Consignes de l'exercice:
a - Répondez aux questions suivantes à l'aide du texte sur la fièvre catarrhale ovine.
(i) Depuis quand le territoire national est-il confronté à un troisième front d'émergence ?
(ii) Quelle fonction le texte attribue-t-il à Claire Garros ?
(iii) Pendant quelle période le Cirad a-t-il été mandaté par la Direction générale de l'alimentation pour coordonner la surveillance des populations de Culicoïdes ?
b - Recopiez fidèlement le passage du texte sur la fièvre catarrhale ovine qui commence par « Entre 2009 et 2017, le » et se poursuit jusqu'à « expose Claire Garros. ».
c - Rédigez la suite du texte sur la fièvre catarrhale ovine, à partir de l'endroit où il s'arrête.

======== Texte de l'exercice ========

Fièvre catarrhale ovine et maladie hémorragique épizootique : trois fronts d’émergence en Europe

Science en action 5 septembre 2024
Depuis l’été 2023, la France connaît deux fronts d’émergence de virus transmis par les moucherons du genre Culicoides aux ruminants domestiques et sauvages : les virus de la fièvre catarrhale ovine (FCO) et de la maladie hémorragique épizootique (MHE). Depuis août 2024, le territoire national est confronté à un troisième front avec une souche exotique de FCO introduite aux Pays-Bas, et circulant en Belgique, Luxembourg, Allemagne, Royaume-Uni et plus récemment Danemark et Suisse. Le Cirad, dans le cadre d’une convention avec le Ministère de l’agriculture, mobilise son expertise entomologique acquise lors de la crise sanitaire de la FCO entre 2009 et 2012 et participe activement à la veille sanitaire internationale* dans le domaine animal, avec notamment INRAE, l’Anses et la Direction générale de l’alimentation (DGAL).
Les bovins sont sensibles à la maladie hémorragique épizootique et à la fièvre catarrhale ovine, deux maladies transmises par des moucherons du genre Culicoïde. © R. Carayol, Cirad
Les bovins sont sensibles à la maladie hémorragique épizootique et à la fièvre catarrhale ovine, deux maladies transmises par des moucherons du genre Culicoïde. © R. Carayol, Cirad

Les bovins sont sensibles à la maladie hémorragique épizootique et à la fièvre catarrhale ovine, deux maladies transmises par des moucherons du genre Culicoides. © R. Carayol, Cirad

« Les Culicoïdes sont des petits moucherons responsables de la transmission de virus aux ruminants domestiques et sauvages avec des impacts économiques importants sur les mouvements d’animaux », explique Claire Garros, chercheuse spécialiste de ces insectes au Cirad. 

Entre 2009 et 2017, le Cirad a été mandaté par la Direction générale de l’alimentation (DGAL)** sur la coordination de la surveillance des populations de Culicoïdes en France hexagonale. Depuis, les équipes de recherche de l’unité ASTRE Cirad-INRAE appuient l’expertise scientifique et technique sur ces moucherons vecteurs et le risque de transmission de virus transmis aux animaux d’élevage. « Après une première crise sanitaire de fièvre catarrhale ovine entre 2002 et 2012 en France métropolitaine, l’émergence du virus de Schmallenberg en 2011 sur le continent et la réémergence de la FCO en 2015, la France fait de nouveau face à trois fronts d’émergence », expose Claire Garros.

======== Documents sources ========

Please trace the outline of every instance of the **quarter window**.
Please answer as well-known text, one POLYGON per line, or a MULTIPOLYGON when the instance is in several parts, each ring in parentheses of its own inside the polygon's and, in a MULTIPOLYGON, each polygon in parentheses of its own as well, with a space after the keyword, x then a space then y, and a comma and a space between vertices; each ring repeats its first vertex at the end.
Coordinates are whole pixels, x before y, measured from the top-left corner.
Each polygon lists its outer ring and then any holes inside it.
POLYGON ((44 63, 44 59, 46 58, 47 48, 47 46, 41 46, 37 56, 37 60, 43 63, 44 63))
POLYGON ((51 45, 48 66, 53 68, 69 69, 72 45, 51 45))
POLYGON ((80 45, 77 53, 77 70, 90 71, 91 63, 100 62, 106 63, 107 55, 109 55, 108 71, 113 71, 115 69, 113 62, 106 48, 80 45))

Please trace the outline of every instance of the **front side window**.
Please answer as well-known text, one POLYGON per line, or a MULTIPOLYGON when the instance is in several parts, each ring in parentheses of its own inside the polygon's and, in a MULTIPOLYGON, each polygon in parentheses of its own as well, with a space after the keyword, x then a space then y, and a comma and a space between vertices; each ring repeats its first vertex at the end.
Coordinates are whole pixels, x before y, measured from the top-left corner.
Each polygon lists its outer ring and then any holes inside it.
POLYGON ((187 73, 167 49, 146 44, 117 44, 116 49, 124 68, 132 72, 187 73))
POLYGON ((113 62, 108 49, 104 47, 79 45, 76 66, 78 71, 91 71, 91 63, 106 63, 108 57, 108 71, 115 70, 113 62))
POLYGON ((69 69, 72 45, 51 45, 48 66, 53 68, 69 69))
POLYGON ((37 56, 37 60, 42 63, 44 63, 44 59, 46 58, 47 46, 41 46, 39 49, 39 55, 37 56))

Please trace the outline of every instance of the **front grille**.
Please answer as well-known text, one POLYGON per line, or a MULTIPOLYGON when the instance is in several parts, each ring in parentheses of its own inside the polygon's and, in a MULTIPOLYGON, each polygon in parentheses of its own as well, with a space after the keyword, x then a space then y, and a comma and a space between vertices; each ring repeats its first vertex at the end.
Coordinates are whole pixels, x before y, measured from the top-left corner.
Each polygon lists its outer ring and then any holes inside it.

========

Réponses numérotées:
a -
(i) Depuis août 2024.
(ii) Chercheuse spécialiste des Culicoïdes au Cirad.
(iii) Entre 2009 et 2017.

b -
Entre 2009 et 2017, le Cirad a été mandaté par la Direction générale de l’alimentation (DGAL)** sur la coordination de la surveillance des populations de Culicoïdes en France hexagonale. Depuis, les équipes de recherche de l’unité ASTRE Cirad-INRAE appuient l’expertise scientifique et technique sur ces moucherons vecteurs et le risque de transmission de virus transmis aux animaux d’élevage. « Après une première crise sanitaire de fièvre catarrhale ovine entre 2002 et 2012 en France métropolitaine, l’émergence du virus de Schmallenberg en 2011 sur le continent et la réémergence de la FCO en 2015, la France fait de nouveau face à trois fronts d’émergence », expose Claire Garros.

c -
Un épisode de FCO a débuté en août 2023 dans le sud du Massif central, occasionnant de la mortalité chez les bovins et ovins. Après analyse, le Laboratoire National de Référence de l’Anses a conclu qu’il s’agissait d’un variant du sérotype 8 de FCO pour lequel le vaccin reste efficace. Ainsi, deux souches de sérotype 8 sont présentes en France hexagonale, le sérotype 8 et son variant. La nouvelle souche s’est depuis propagée et a été la cause de cas cliniques observés dans l’Hexagone, notamment dans les Pyrénées-Orientales, l’Aude et l’Ariège. Ces détections sont caractérisées par des cas cliniques graves et une mortalité élevée. En réponse à ces foyers, le Cirad a organisé trois missions entomologiques pour évaluer le niveau d’abondance des populations de Culicoïdes sur le gradient altitudinal et infirmer la présence d’une espèce à distribution afrotropicale et méditerranéenne, Culicoides imicola, qui a colonisé entre 2008-2011 un petit territoire du département des Pyrénées Orientales. « L’analyse des captures est encore en cours mais on observe déjà de fortes abondances pour des sites de captures en altitude », explique Maxime Duhayon, technicien supérieur en entomologie au Cirad.

Dans le même temps, le sud-ouest de la France fait face pour la première fois, depuis septembre 2023, à des foyers de maladie hémorragique épizootique (MHE) avec des impacts sanitaires forts sur les bovins. « La maladie progresse depuis 2022 dans la péninsule ibérique et dans les îles italiennes (Sicile, Sardaigne) avec une origine de l’introduction nord-africaine. Il n’existait pas de vaccin pour ce virus, mais en août 2024, un vaccin a obtenu une autorisation temporaire d’utilisation (ATU) », révèle Carlène Trevennec, ingénieure de recherche INRAE, co-animatrice de la veille sanitaire internationale. 

L’arrêté ministériel du 25 octobre 2023 fixe des mesures de surveillance, de prévention et de lutte vis-à-vis de la maladie hémorragique épizootique avec la mise en place d’une zone régulée sur l'ensemble des communes situées dans un périmètre de 150 kilomètres autour des foyers déclarés. Les bovins, ovins, caprins ou cervidés des établissements situés dans la zone régulée ne peuvent sortir de cette zone, sauf dérogations. Des mesures de gestion des animaux sont aussi recommandées comme la désinsectisation des animaux ou des véhicules de transport. « Il n’y a pas de méthode de lutte antivectorielle miracle contre les Culicoïdes. Les outils actuels montrent des limites et ne permettent pas une protection individuelle totale. La désinsectisation est un outil complémentaire à la vaccination quand elle est disponible ». Le Cirad s’implique avec la Fédération Régionale des GDS AURA à étudier les pratiques et l’impact des traitements insecticides lors des déplacements d’animaux.

Le dernier front d’émergence qui a touché la France en août 2024 concerne le sérotype 3 de la FCO. L’épizootie a débuté aux Pays-Bas en septembre 2023, avec une circulation rapide à tout le pays. Le virus a ensuite été détecté en Belgique, en Allemagne, au Royaume-Uni, puis récemment au Luxembourg et au Danemark et Suisse. A ce jour, environ 340 foyers sont recensés dans le quart Nord-Est de la France avec une campagne volontaire de vaccination pour limiter les impacts de la maladie.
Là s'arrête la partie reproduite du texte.